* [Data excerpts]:
- - - - - - -

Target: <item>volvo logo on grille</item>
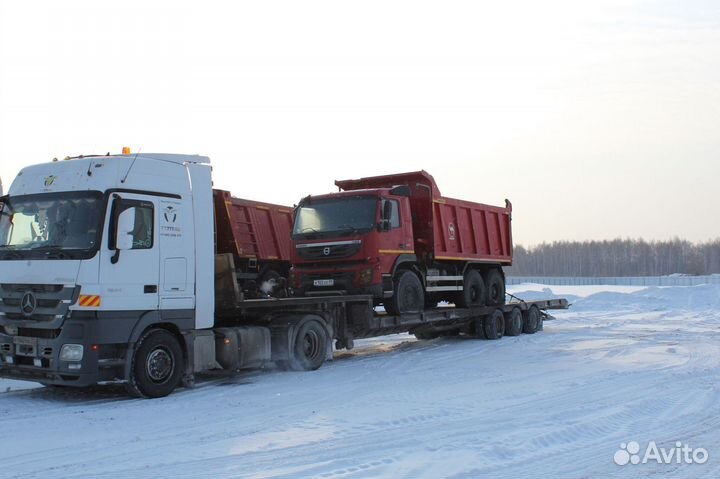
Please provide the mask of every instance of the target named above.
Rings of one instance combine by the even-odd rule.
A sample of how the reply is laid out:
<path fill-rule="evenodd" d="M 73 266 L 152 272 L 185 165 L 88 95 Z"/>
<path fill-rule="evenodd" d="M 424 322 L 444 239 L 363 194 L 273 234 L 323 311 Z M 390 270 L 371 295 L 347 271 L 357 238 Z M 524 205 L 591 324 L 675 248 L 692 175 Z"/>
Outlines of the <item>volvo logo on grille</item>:
<path fill-rule="evenodd" d="M 23 295 L 22 300 L 20 300 L 20 310 L 25 316 L 32 316 L 35 308 L 37 308 L 37 299 L 35 299 L 32 291 L 28 291 Z"/>
<path fill-rule="evenodd" d="M 323 254 L 324 254 L 325 256 L 328 256 L 328 255 L 330 254 L 330 247 L 329 247 L 329 246 L 326 246 L 326 247 L 323 248 Z"/>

- - - - - - -

All records above are to be output verbatim, with their pictures omitted.

Target: <item>volvo logo on grille</item>
Please provide the mask of every instance of the target named above.
Rings of one instance combine by the even-odd rule.
A sample of how the reply is laid out:
<path fill-rule="evenodd" d="M 73 266 L 152 272 L 185 165 L 88 95 Z"/>
<path fill-rule="evenodd" d="M 424 322 L 444 239 L 363 194 L 273 234 L 323 311 Z M 390 270 L 371 295 L 347 271 L 357 238 Z M 524 205 L 591 324 L 675 248 L 692 175 Z"/>
Outlines of the <item>volvo logo on grille</item>:
<path fill-rule="evenodd" d="M 23 295 L 22 300 L 20 300 L 20 310 L 25 316 L 32 316 L 35 308 L 37 308 L 37 299 L 35 299 L 32 291 L 28 291 Z"/>
<path fill-rule="evenodd" d="M 323 254 L 324 254 L 325 256 L 328 256 L 328 255 L 330 254 L 330 247 L 329 247 L 329 246 L 326 246 L 326 247 L 323 248 Z"/>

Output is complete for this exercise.